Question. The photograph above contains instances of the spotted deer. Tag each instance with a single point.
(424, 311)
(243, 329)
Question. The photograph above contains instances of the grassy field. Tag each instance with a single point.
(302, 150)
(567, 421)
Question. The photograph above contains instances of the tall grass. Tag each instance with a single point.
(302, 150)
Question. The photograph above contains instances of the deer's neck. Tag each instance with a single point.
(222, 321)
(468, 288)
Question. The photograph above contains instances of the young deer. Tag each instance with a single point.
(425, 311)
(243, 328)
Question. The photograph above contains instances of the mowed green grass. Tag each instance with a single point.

TO DO ->
Rewrite the material above with every "Tag" swapped for "Mark", keeping everything else the same.

THE RESULT ->
Question. The photograph above contains instances of the spotted deer. Mark each instance with a single point.
(424, 311)
(243, 329)
Question. The photograph above contains instances of the grassy field. Mark each instance with a single point.
(302, 150)
(567, 421)
Question. The photograph above contains instances of the tall grass. Mark each instance with a single point.
(302, 150)
Question. The photograph above contains instances of the deer's neck. Mark each instance with a single point.
(222, 321)
(468, 288)
Question. The photograph above contains instances of the young deer. Mark each instance with a single point.
(425, 311)
(243, 328)
Question. The photograph above contains instances of the mowed green grass. Mark each instance with a single point.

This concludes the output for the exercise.